_What you have to do_.
Set down each of the following items again, word for word and with nothing changed.

_Data supplied_.
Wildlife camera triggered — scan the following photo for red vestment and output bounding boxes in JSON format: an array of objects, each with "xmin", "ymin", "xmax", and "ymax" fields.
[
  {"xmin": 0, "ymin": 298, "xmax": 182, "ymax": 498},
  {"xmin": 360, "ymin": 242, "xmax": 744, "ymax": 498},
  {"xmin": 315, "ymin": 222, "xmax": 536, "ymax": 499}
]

_Exercise output_.
Wildlife camera triggered — scan the following photo for red vestment and output bounding boxes in JSON format: an array of objects, each with "xmin", "ymin", "xmax", and "ymax" fields.
[
  {"xmin": 0, "ymin": 298, "xmax": 182, "ymax": 498},
  {"xmin": 360, "ymin": 242, "xmax": 744, "ymax": 498},
  {"xmin": 315, "ymin": 222, "xmax": 536, "ymax": 499}
]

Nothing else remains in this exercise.